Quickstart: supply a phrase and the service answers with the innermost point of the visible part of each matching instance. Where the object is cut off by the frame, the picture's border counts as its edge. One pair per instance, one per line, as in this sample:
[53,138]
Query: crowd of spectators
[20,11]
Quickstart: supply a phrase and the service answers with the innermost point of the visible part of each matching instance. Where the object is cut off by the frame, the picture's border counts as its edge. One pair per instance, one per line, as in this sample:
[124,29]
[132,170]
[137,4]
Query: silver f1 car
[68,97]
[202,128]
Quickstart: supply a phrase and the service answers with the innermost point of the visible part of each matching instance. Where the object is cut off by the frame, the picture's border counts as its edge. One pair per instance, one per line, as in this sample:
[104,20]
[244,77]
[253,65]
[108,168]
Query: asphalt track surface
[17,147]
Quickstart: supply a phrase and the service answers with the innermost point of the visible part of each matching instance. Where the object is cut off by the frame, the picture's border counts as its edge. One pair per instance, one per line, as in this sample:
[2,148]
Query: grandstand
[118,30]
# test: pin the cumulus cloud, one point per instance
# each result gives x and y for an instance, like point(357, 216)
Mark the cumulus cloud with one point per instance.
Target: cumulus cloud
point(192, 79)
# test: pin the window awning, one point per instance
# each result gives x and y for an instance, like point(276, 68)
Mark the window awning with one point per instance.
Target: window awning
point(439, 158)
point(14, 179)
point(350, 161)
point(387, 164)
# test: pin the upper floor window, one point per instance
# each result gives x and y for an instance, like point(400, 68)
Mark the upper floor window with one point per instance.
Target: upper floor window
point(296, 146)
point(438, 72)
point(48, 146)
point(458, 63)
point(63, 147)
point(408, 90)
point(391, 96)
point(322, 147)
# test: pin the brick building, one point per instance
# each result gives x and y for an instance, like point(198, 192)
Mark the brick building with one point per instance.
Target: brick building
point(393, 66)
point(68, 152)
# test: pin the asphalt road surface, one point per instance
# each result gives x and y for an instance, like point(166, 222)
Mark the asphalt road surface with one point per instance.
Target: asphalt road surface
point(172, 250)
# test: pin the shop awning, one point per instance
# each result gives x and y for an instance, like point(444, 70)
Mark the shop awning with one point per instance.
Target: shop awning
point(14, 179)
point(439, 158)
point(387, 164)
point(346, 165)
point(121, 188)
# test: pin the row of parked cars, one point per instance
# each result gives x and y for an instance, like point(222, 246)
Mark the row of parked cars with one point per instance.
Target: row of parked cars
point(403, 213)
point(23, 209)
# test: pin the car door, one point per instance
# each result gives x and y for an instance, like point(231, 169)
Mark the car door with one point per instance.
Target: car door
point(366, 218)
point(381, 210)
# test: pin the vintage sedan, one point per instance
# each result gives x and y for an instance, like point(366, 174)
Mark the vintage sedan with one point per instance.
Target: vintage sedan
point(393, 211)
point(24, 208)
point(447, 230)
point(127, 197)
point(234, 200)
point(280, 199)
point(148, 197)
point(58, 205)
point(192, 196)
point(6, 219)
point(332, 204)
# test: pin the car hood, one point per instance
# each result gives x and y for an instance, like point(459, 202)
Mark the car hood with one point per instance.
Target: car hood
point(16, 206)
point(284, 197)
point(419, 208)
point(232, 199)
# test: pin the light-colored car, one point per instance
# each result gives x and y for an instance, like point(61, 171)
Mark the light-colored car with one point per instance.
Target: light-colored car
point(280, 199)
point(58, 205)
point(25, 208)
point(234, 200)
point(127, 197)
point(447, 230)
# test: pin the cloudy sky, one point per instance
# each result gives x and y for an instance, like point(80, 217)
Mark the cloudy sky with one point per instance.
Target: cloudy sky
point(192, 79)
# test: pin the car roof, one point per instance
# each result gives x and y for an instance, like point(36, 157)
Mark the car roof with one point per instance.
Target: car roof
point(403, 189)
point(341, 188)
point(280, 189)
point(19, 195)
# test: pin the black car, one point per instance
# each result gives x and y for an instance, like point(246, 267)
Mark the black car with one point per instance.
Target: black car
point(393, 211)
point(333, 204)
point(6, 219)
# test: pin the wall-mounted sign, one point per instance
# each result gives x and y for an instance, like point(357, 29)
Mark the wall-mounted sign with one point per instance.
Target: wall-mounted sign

Exercise objective:
Copy every line of the records above that holds the word "sign".

Expected answer:
# test: pin the wall-mounted sign, one point per instance
Mark the wall-mounted sign with one point per instance.
Target: wall-mounted sign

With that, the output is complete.